§ Exercise description
Write out every one of the records below again, word for word and line by line, with nothing changed.

________________

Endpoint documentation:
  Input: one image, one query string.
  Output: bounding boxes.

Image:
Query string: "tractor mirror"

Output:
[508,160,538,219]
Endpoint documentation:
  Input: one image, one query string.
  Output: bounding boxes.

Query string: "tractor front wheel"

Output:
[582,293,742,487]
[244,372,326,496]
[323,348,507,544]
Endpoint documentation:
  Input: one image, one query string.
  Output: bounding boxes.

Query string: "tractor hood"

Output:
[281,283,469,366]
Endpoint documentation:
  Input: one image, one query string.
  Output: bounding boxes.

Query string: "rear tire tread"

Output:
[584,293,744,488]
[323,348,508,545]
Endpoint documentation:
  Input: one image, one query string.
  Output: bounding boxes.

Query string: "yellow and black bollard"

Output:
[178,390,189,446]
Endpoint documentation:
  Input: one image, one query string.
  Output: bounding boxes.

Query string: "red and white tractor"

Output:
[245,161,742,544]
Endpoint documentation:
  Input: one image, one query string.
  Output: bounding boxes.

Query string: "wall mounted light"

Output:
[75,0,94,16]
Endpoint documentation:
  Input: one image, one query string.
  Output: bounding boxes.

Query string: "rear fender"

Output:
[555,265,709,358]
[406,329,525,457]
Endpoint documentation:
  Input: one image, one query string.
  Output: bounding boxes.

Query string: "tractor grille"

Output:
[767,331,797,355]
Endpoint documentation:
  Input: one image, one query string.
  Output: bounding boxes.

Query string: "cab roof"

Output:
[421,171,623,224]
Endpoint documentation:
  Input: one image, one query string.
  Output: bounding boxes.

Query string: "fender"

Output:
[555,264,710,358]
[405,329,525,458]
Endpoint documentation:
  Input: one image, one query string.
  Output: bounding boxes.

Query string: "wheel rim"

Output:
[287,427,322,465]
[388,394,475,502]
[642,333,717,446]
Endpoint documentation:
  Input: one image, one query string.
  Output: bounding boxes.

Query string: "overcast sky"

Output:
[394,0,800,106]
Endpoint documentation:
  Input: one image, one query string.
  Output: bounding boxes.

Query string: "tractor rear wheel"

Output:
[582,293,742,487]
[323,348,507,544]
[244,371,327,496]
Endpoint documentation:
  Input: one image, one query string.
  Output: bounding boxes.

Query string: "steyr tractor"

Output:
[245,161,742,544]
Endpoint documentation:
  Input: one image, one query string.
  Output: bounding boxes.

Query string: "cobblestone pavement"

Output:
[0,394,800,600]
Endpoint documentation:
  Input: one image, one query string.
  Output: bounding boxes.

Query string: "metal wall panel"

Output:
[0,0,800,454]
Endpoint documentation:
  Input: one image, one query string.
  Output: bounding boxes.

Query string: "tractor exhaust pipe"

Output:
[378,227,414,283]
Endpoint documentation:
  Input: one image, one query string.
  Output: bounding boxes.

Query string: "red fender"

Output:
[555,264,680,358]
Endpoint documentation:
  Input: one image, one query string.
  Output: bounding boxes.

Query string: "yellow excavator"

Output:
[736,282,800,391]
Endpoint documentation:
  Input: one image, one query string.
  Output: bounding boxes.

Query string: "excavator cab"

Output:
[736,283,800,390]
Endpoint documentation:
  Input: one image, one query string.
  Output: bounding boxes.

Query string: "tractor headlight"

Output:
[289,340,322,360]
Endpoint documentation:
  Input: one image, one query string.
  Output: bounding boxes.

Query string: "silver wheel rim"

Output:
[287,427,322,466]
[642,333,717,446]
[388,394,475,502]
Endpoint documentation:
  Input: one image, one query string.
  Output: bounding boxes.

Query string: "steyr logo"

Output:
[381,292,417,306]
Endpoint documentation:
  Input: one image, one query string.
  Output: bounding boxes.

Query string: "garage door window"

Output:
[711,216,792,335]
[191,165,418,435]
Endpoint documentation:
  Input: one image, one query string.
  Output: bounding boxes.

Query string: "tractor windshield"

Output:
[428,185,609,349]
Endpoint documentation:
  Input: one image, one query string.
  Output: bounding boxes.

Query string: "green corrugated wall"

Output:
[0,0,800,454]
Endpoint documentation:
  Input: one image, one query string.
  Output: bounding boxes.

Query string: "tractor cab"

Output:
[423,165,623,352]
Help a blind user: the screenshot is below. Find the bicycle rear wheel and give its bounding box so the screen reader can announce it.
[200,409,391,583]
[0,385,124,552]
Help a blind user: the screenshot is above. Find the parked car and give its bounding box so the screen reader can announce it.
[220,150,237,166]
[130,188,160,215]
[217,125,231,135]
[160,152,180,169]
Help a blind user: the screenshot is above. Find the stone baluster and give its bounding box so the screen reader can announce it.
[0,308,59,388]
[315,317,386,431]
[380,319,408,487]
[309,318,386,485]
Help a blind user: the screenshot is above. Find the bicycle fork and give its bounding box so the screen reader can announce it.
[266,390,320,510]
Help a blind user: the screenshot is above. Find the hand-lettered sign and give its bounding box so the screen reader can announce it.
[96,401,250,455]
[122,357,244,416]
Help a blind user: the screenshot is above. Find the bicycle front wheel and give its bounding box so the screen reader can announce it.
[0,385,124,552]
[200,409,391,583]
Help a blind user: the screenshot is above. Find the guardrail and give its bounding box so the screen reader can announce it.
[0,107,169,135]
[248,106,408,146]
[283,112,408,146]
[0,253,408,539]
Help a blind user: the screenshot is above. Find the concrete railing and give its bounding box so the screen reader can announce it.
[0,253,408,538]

________________

§ Reply
Endpoint documentation:
  Input: one image, one query string.
  Output: bounding boxes.

Image:
Query string: "tractor mirror"

Output:
[508,160,538,219]
Endpoint documentation:
  Input: one image, one query string.
  Output: bounding boxes.

Query string: "tractor front wheel"

Output:
[582,293,742,487]
[244,372,326,496]
[323,348,507,544]
Endpoint documentation:
  Input: one image, one query string.
  Output: bounding boxes.

Query string: "tractor hood"

Output:
[281,283,469,366]
Endpoint documentation:
  Input: one image, one query string.
  Output: bounding boxes.

Query string: "rear tire tread"

Output:
[584,293,744,488]
[323,348,508,545]
Endpoint documentation:
  Input: one image, one query string.
  Output: bounding boxes.

Query string: "yellow and black bollard"

Output:
[178,390,189,446]
Endpoint documentation:
  Input: one image, one query string.
  Output: bounding boxes.

Query string: "red and white tractor"

Output:
[245,161,742,544]
Endpoint documentation:
  Input: one image, one query string.
  Output: bounding boxes.

Query string: "wall mounted light"

Output:
[75,0,94,16]
Endpoint documentation:
  Input: one image, one query string.
  Output: bounding boxes.

Query string: "rear fender"

Output:
[555,265,709,358]
[406,329,525,457]
Endpoint documentation:
  Input: one image, one query string.
  Output: bounding boxes.

Query string: "tractor grille"

Output:
[767,331,797,355]
Endpoint documentation:
  Input: one image, one query string.
  Output: bounding boxes.

Query string: "cab roof"

Output:
[421,171,623,224]
Endpoint documentation:
  Input: one image, one query string.
  Output: bounding boxes.

Query string: "fender"

Output:
[555,264,710,358]
[405,329,525,458]
Endpoint documentation:
  Input: one image, one query string.
  Output: bounding boxes.

Query string: "wheel rim"

Output:
[287,427,322,465]
[388,394,475,502]
[642,333,717,446]
Endpoint documentation:
  Input: one image, one query string.
  Output: bounding boxes.

Query string: "overcast sky"

Output:
[394,0,800,106]
Endpoint documentation:
  Input: one image, one query string.
  Output: bounding boxes.

Query string: "tractor rear wheel"

Output:
[582,293,742,487]
[323,348,507,544]
[244,371,327,496]
Endpoint documentation:
  Input: one image, one query string.
  Output: bounding boxes.

Query string: "steyr tractor"

Output:
[245,161,742,544]
Endpoint documentation:
  Input: one image, one query string.
  Output: bounding boxes.

Query string: "cobblestone pavement"

Output:
[0,394,800,600]
Endpoint documentation:
  Input: one image, one query string.
  Output: bounding boxes.

Query string: "metal wall panel"

Output:
[0,0,800,454]
Endpoint documentation:
  Input: one image, one query string.
  Output: bounding boxes.

Query string: "tractor exhaust pipe"

Output:
[378,227,414,283]
Endpoint documentation:
  Input: one image, one query string.
  Output: bounding boxes.

Query string: "red fender"

Output:
[555,264,680,358]
Endpoint documentation:
  Input: one image, one query string.
  Output: bounding boxes.

Query string: "yellow excavator"

Output:
[736,282,800,391]
Endpoint documentation:
  Input: one image, one query string.
  Output: bounding boxes.

Query string: "excavator cab"

Output:
[736,283,800,390]
Endpoint documentation:
  Input: one image, one query string.
  Output: bounding boxes.

Query string: "tractor headlight"

Output:
[289,340,322,360]
Endpoint documentation:
  Input: one image, one query string.
  Output: bounding boxes.

Query string: "silver wheel rim"

Output:
[287,427,322,466]
[642,333,717,446]
[388,394,475,502]
Endpoint documentation:
  Input: one image, one query string.
  Output: bounding boxes.

Query string: "steyr logo"

Output:
[381,292,417,306]
Endpoint documentation:
  Input: one image, one query string.
  Output: bounding boxes.

Query string: "garage door window"

Output:
[711,216,792,335]
[191,165,418,435]
Endpoint documentation:
  Input: one image, one query string.
  Output: bounding boxes.

Query string: "tractor windshield"

Output:
[428,185,609,349]
Endpoint documentation:
  Input: one image, one query string.
  Output: bounding boxes.

Query string: "green corrugated wall"

Output:
[0,0,800,454]
Endpoint documentation:
  Input: one image, one query string.
  Output: bounding boxes.

Query string: "tractor cab"

Output:
[423,165,623,352]
Help a blind user: the screenshot is below. Find the bicycle rear wheel and give its bounding box so the screen reader can announce it.
[200,409,391,583]
[0,385,124,552]
Help a blind user: the screenshot is above. Find the parked car and give its bounding box so the screen reader can announce it.
[220,150,237,166]
[130,188,160,215]
[217,125,231,135]
[160,152,180,169]
Help a blind user: the screenshot is above. Find the stone baluster and give its bounding box so the screen reader can announce it.
[0,308,59,388]
[315,317,386,431]
[380,319,408,487]
[309,318,386,485]
Help a blind user: the screenshot is above. Find the bicycle fork and give its bounding box so the screen reader can announce it.
[266,390,320,510]
Help a blind user: the screenshot is above. Find the hand-lettered sign and give its bounding box so the screen reader can announce it.
[96,401,250,455]
[122,357,244,416]
Help a blind user: the screenshot is above. Find the bicycle front wheel and give its bounding box so the screen reader can announce it.
[0,385,124,552]
[200,409,391,583]
Help a blind user: the screenshot is above. Find the guardrail and give its bounding box so the screen reader can announce it.
[0,107,169,135]
[248,106,408,146]
[283,112,408,146]
[0,253,408,539]
Help a blind user: the screenshot is above. Find the concrete railing and give its bounding box so the screen reader can announce it.
[0,253,408,538]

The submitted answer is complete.